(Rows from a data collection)
────────────────────

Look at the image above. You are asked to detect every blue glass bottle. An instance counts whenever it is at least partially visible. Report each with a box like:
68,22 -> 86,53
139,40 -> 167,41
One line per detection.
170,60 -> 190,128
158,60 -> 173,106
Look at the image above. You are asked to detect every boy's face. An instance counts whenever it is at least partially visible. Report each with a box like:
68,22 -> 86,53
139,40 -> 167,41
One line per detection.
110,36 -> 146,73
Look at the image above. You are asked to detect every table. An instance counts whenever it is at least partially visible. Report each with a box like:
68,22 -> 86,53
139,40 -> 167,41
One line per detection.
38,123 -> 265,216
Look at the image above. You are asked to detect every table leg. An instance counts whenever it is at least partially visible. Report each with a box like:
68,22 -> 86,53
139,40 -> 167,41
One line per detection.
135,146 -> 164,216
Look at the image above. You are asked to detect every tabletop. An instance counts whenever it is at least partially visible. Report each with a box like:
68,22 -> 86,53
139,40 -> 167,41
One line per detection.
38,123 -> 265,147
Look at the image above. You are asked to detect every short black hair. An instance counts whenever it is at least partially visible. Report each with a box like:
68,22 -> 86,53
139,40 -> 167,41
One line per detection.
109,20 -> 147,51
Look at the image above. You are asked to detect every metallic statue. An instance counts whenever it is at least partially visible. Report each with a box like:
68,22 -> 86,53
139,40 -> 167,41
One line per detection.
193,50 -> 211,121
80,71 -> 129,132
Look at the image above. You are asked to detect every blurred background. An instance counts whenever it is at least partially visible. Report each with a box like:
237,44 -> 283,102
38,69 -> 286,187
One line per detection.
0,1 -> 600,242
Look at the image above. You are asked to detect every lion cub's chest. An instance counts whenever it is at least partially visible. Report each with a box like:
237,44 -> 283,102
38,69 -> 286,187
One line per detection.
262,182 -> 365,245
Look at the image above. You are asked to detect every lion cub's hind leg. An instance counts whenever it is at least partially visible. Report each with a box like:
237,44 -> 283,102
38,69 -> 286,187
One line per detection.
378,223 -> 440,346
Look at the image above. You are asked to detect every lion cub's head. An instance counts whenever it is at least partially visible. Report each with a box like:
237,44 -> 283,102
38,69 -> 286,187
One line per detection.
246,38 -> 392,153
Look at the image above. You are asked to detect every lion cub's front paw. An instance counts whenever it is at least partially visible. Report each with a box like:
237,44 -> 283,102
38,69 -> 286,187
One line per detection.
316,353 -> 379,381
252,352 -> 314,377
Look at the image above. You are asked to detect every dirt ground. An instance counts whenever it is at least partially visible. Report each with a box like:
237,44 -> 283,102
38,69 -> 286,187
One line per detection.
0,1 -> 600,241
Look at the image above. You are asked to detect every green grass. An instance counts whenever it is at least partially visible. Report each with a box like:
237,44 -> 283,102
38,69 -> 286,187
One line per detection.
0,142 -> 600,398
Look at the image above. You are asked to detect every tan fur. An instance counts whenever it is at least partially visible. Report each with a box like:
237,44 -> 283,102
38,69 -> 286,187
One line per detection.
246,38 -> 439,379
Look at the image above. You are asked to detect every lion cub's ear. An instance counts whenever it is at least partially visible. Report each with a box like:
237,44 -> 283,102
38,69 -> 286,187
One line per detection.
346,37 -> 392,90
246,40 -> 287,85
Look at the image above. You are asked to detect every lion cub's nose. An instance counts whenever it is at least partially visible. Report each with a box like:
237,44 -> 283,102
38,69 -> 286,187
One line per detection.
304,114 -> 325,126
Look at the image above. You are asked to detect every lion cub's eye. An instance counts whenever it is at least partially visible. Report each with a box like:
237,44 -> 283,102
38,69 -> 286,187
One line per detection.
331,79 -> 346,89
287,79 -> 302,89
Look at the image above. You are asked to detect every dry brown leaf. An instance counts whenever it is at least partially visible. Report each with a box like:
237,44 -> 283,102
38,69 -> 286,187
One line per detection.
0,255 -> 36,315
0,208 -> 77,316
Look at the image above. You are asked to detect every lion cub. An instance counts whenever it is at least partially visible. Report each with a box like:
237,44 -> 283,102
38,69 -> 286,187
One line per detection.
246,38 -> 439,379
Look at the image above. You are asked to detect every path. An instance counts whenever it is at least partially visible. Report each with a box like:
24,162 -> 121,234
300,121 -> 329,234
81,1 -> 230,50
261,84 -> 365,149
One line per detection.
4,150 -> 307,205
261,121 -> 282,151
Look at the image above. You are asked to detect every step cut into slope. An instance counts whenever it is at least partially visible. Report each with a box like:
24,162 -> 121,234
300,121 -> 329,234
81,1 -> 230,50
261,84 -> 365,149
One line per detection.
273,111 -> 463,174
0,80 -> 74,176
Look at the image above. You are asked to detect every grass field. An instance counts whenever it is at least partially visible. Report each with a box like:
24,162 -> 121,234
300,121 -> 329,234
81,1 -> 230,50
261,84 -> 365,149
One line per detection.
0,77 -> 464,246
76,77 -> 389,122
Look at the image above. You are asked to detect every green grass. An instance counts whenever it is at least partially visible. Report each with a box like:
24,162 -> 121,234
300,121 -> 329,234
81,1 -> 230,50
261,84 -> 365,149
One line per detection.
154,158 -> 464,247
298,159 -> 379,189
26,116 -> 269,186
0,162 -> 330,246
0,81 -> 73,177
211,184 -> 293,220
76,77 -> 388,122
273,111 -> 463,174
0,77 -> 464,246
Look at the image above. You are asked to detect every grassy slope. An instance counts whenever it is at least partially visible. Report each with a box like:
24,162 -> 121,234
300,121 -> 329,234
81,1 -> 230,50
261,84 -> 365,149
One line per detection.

────────────────────

Exercise description
Rewrite the stretch from the start of the rows through the line containing "110,36 -> 146,73", putting "clear glass bottle" in place of "blue glass bottle" and keeping everything else the same.

Result
Look at the image above. You are asked to detect every clear glass bottle. An instance counts whenever it is at least partially visible. Report each with a box like:
68,22 -> 86,53
139,40 -> 167,41
One line per detection.
170,60 -> 190,128
158,60 -> 173,106
Look at the image above. You are asked to detect every boy's face. An instance counts whenever it is at least partially visible. Report each with a box like:
68,22 -> 86,53
139,40 -> 167,41
One line per detection.
110,36 -> 146,73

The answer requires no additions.